ENTRIES SHOWN below:
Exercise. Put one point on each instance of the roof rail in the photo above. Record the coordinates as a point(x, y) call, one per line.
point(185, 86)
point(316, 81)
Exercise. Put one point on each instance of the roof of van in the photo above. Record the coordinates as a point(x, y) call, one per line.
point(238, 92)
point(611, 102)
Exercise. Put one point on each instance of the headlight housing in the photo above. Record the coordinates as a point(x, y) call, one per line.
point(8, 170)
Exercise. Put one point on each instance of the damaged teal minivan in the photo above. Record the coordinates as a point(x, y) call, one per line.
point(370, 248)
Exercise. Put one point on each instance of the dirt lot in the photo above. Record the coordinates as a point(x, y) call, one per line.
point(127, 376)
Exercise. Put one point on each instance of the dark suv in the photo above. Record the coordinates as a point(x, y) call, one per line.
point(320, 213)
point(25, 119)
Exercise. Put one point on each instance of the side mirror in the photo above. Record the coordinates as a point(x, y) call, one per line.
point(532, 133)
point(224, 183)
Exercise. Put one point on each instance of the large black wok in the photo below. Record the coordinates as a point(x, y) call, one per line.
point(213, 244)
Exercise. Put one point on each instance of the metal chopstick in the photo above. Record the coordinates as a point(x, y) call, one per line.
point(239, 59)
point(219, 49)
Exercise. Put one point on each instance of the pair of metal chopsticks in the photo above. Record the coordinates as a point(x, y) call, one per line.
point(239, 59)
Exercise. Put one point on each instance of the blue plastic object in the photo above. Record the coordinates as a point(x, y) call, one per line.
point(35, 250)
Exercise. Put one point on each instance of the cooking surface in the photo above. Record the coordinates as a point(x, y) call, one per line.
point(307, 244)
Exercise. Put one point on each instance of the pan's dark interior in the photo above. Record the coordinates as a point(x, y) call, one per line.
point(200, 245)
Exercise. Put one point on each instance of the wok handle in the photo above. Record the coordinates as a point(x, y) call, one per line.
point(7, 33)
End of ENTRIES SHOWN.
GOAL OF THE EXERCISE:
Reproduce each line, exactly as it appears, from the one that contains "Exercise. Put one point on each instance of the cooking" through the last line of the records. Add no other lines.

SOLUTION:
Exercise. Put one point on each instance of the cooking surface in the photo above. Record the coordinates as a point(x, y) call, one per line.
point(307, 244)
Exercise. Put one point on each instance of the pan's dark interior in the photo above. Record the coordinates as a point(x, y) call, one per line.
point(200, 245)
Exercise. Put one point on each instance of the wok handle in the photo above. Record the coordinates as a point(x, y) call, one per line.
point(7, 33)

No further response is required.